- Your task -
Transcribe the records exactly from the line with "of the v-neckline" to the end, both included.

- Given records -
--*--

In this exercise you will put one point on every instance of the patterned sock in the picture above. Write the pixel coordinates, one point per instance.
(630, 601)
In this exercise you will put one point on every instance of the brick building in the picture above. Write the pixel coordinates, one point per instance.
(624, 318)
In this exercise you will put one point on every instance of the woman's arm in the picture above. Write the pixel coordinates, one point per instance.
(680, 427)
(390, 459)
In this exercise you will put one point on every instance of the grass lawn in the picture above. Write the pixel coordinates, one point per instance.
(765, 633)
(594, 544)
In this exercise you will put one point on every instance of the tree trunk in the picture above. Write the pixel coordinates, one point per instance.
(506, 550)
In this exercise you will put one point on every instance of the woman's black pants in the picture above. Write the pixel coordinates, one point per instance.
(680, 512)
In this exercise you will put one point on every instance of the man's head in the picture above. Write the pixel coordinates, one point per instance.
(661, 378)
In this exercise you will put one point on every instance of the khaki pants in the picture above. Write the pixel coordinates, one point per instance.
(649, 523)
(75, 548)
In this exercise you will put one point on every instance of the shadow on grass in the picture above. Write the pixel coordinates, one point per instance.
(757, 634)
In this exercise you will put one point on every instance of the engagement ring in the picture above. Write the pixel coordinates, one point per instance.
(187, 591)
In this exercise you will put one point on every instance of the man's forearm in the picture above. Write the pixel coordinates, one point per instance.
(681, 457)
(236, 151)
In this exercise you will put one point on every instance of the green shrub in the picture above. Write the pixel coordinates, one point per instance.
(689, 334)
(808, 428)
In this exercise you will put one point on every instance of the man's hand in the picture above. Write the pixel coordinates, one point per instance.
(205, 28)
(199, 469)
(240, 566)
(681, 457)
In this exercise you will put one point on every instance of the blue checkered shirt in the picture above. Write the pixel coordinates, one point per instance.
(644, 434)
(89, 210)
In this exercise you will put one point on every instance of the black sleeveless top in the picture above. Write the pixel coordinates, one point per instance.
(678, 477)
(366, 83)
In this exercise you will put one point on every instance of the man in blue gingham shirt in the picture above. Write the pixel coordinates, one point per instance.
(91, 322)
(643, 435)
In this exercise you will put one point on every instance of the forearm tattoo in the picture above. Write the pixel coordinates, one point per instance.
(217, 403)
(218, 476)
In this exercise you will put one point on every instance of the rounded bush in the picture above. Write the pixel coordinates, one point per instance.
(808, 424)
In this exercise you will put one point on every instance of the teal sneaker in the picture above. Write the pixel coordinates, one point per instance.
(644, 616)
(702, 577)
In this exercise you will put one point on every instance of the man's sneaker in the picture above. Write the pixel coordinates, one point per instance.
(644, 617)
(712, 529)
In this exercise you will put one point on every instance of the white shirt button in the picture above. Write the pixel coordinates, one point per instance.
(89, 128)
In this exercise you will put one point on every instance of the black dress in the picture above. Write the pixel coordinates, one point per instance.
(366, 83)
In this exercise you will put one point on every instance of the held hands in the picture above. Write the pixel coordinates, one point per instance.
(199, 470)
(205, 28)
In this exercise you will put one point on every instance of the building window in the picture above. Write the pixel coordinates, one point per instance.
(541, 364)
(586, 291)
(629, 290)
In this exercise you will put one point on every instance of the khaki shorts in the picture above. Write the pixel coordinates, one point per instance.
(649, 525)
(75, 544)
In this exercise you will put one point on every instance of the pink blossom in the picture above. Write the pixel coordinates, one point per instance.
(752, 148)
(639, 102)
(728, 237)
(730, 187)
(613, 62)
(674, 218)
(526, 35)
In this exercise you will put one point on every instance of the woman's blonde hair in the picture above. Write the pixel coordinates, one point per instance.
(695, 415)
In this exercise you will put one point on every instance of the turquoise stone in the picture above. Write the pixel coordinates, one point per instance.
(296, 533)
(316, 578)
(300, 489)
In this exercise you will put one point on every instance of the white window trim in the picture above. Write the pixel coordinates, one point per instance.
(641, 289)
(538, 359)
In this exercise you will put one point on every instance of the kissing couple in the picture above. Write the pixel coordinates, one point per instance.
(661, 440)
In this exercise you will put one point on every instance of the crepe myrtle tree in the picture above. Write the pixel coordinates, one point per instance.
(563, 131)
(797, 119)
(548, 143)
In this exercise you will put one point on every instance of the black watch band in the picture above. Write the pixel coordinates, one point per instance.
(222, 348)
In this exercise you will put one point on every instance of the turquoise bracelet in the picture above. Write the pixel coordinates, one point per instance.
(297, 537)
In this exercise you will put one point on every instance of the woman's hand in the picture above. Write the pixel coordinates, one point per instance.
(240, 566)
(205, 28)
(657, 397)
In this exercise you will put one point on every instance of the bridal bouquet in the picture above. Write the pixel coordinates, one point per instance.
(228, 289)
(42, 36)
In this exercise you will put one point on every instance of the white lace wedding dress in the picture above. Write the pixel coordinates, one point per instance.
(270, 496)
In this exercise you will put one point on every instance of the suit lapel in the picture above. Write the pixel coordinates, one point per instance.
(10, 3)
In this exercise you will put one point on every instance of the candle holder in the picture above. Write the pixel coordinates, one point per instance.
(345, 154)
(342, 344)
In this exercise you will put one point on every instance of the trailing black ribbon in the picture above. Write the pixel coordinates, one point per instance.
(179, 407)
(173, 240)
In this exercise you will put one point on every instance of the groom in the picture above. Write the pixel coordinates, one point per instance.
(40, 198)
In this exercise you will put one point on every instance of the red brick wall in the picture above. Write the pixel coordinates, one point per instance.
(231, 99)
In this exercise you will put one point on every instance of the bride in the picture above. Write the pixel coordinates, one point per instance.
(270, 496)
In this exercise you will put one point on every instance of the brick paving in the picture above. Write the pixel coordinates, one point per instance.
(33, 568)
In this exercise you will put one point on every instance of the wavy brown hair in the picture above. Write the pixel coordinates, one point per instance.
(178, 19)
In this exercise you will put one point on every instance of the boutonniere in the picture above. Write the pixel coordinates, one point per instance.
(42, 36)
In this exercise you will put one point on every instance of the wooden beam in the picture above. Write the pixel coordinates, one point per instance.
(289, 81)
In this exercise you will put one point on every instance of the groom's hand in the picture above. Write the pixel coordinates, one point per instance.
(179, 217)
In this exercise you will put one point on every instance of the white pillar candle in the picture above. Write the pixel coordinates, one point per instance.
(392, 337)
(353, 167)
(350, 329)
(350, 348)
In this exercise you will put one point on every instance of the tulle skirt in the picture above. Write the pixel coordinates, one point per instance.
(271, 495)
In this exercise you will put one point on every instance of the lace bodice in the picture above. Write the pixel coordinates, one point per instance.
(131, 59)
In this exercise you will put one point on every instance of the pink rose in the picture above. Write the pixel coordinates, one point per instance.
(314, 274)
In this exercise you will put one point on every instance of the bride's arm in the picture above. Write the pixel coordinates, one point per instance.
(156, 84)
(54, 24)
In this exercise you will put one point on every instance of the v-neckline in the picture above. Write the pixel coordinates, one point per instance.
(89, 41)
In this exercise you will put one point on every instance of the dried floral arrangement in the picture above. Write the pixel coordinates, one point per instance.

--*--

- Answer for this exercise -
In this exercise you will put one point on every instance of the v-neckline in the picture above. Write the pixel coordinates, one point per instance.
(89, 41)
In this exercise you will put one point on every instance of the dried floral arrangement in the picture above. Write the pixel coordinates, one point per instance.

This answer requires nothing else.